* _Problem details_:
Reproduce the material from the line with "segment window glass pane" up to and including the line with "Draw the outline of every instance of the window glass", substituting "nonzero" for "even-odd" and leaving everything else unchanged. Return only those lines, and omit the picture.

◆ ◆ ◆ ◆ ◆

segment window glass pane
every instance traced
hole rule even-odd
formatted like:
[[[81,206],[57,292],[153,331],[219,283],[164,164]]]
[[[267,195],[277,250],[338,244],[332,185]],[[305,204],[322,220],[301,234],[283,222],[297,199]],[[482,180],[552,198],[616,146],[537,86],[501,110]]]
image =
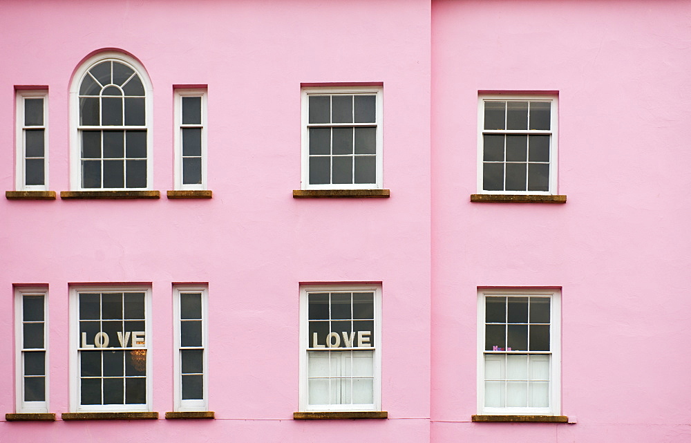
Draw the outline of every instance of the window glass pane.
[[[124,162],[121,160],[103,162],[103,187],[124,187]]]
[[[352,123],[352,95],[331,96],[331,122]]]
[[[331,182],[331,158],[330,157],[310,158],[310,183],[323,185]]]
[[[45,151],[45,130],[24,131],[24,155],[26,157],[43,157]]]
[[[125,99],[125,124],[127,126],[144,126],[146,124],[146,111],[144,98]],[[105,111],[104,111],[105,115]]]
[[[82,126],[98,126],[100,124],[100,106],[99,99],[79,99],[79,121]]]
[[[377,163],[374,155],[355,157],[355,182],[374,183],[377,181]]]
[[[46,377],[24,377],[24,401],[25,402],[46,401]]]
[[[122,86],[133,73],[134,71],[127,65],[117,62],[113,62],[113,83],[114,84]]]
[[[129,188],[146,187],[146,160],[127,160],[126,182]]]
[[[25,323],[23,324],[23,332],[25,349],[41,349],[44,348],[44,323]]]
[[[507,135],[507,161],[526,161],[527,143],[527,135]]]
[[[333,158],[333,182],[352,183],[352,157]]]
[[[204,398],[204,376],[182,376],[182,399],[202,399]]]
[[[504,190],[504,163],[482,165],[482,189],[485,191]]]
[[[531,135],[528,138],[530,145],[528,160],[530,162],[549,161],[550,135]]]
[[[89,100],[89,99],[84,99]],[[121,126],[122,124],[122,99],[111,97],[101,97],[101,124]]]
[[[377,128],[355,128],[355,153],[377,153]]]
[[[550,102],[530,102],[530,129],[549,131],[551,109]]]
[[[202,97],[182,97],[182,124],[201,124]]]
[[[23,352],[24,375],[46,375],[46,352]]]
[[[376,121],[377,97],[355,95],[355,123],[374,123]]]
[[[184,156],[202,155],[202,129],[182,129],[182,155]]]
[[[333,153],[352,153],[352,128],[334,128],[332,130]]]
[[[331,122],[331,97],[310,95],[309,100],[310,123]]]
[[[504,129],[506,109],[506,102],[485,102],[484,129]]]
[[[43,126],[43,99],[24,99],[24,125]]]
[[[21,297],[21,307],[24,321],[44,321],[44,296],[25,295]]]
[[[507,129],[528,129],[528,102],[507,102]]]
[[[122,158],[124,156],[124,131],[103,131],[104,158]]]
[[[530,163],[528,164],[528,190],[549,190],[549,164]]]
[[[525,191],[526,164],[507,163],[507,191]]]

◆ ◆ ◆ ◆ ◆

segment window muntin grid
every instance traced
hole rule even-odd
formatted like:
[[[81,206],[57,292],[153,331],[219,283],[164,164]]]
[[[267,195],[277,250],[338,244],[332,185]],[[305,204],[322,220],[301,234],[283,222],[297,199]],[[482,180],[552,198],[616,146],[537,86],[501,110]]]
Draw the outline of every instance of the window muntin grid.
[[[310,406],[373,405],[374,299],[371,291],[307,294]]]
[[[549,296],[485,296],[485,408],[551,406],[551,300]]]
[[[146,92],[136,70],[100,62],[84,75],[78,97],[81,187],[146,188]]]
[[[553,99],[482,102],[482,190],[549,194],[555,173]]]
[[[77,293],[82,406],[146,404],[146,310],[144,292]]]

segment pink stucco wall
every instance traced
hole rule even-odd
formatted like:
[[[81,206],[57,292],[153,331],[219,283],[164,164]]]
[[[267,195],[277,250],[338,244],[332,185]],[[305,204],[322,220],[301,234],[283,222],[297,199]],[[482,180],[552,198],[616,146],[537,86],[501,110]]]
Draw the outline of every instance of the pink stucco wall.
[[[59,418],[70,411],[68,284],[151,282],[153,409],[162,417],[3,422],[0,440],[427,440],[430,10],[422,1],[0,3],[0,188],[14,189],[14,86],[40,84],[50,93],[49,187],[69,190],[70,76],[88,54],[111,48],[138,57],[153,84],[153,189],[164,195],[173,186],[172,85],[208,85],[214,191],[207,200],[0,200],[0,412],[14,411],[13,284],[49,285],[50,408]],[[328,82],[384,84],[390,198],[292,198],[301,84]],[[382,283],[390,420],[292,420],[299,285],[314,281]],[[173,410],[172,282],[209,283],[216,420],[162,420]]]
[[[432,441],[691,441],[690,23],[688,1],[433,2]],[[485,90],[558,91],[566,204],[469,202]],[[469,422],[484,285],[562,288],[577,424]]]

◆ ◆ ◆ ◆ ◆

* _Response below_:
segment window glass pane
every instance traced
hole rule nonzero
formatted like:
[[[81,206],[57,292],[153,331],[219,283],[164,164]]]
[[[267,195],[277,250],[338,244],[332,185]],[[305,204],[322,220],[301,234],[283,222],[297,199]],[[482,180],[552,198],[616,146],[537,86],[501,110]]]
image =
Draw the outline of every instance of the window glass pane.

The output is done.